• _Collected data_
- - - - -

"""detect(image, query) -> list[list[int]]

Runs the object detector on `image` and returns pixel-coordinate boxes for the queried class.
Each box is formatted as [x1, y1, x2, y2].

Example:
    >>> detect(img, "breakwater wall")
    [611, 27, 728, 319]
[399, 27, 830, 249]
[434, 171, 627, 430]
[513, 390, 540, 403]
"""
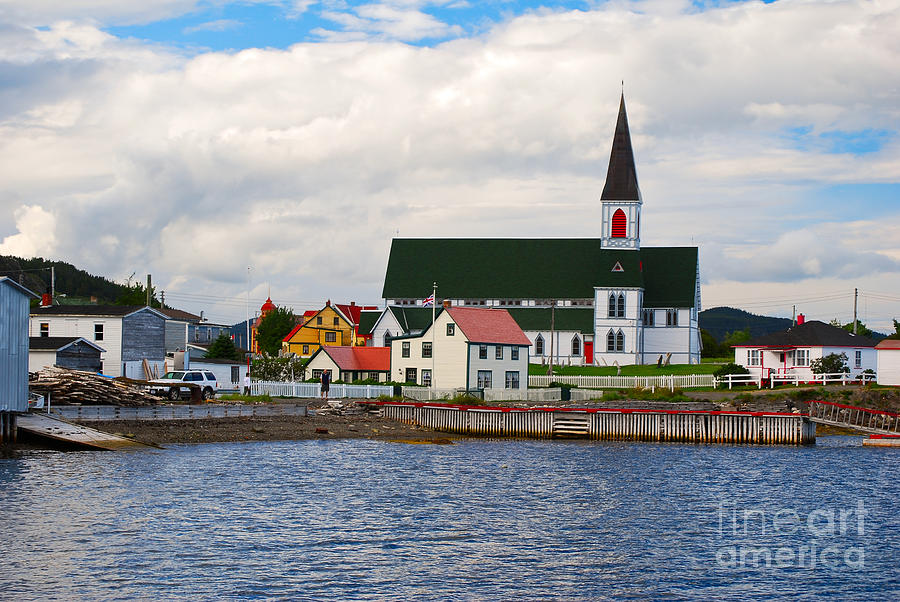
[366, 402, 815, 445]
[50, 403, 309, 422]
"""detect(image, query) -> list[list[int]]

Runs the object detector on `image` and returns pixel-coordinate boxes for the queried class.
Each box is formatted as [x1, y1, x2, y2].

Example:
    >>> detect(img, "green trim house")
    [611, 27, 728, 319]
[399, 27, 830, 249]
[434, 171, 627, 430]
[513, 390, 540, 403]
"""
[381, 94, 701, 365]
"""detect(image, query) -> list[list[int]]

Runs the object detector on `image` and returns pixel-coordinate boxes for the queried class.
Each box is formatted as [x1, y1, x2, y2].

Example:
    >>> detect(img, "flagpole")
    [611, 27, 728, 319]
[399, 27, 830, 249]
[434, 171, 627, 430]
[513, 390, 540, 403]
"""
[431, 281, 436, 389]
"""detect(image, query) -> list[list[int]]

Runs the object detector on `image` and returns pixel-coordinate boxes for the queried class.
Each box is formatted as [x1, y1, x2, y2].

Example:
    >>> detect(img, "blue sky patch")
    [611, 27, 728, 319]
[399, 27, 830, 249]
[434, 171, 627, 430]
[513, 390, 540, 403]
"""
[781, 126, 892, 156]
[105, 0, 781, 51]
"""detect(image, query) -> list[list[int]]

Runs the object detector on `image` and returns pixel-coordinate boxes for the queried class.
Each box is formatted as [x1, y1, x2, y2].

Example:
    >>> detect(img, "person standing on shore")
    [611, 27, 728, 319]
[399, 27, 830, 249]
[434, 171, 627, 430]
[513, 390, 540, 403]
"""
[320, 369, 330, 400]
[243, 371, 251, 396]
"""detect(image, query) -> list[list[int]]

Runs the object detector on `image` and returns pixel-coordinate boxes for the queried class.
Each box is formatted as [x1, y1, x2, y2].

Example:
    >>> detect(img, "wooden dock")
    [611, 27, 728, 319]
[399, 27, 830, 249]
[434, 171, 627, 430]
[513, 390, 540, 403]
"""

- - - - -

• _WORK ITEM_
The answer should consist of every line above, exact and free of images.

• _TASK SOLUTION_
"""detect(image, query) -> list[list[int]]

Runs the object detector on `image` and returns pixel-coordinate boxes for the queried class.
Each box is formatted as [x1, y1, x2, y2].

Example:
    >>> detect(img, "breakwater wall")
    [611, 27, 728, 319]
[399, 27, 830, 249]
[434, 171, 627, 430]
[513, 390, 540, 403]
"""
[366, 402, 815, 445]
[50, 403, 309, 422]
"""detect(image, query) -> list[list[int]]

Runs the object detector on `image` and returns pixel-coordinate boxes for the queried class.
Each box is formatted as [x1, y1, x2, y2].

Example:
    >>> detect(img, "green trim house")
    [611, 27, 728, 319]
[399, 27, 830, 249]
[434, 171, 627, 430]
[513, 390, 540, 403]
"""
[381, 94, 701, 365]
"""detect(image, query) -> list[list[int]]

Runs the object detector on `image` and returns pixel-coordinate boxes for the queried class.
Each box is formatted as [x1, y1, x2, y2].

Example:
    >>> detect(img, "flagpole")
    [611, 27, 728, 319]
[399, 27, 830, 249]
[434, 171, 627, 430]
[513, 390, 540, 403]
"""
[431, 281, 436, 389]
"""detect(image, query) -> list[list[int]]

Runs the object detector on `image` and returns pixel-coordinate boxes for the queried class.
Each box is formatted as [x1, y1, x2, y2].

Example:
    >>> detect(img, "blue sky patch")
    [611, 27, 728, 319]
[399, 27, 830, 249]
[434, 171, 627, 430]
[513, 390, 540, 403]
"""
[781, 126, 892, 156]
[105, 0, 781, 51]
"""detect(image, query) -> list[list[int]]

Runs the object detector on `image` and returns pixel-coordinate boxes for the queried class.
Each box is formatted as [x1, y1, x2, y2].

Example:
    >>> detect(img, "person standing on shore")
    [611, 27, 728, 319]
[399, 27, 830, 249]
[434, 171, 627, 430]
[513, 390, 540, 403]
"""
[320, 369, 330, 400]
[243, 371, 251, 396]
"""detect(image, query) -> list[list[int]]

Runs the object detector on `image` and returns pixel-coordinate boxes for the queried class.
Each box is formatted as [x1, y1, x2, y2].

Example:
    >>> detect(img, "wooden dock")
    [611, 27, 728, 319]
[399, 27, 830, 249]
[434, 171, 627, 430]
[513, 390, 540, 403]
"""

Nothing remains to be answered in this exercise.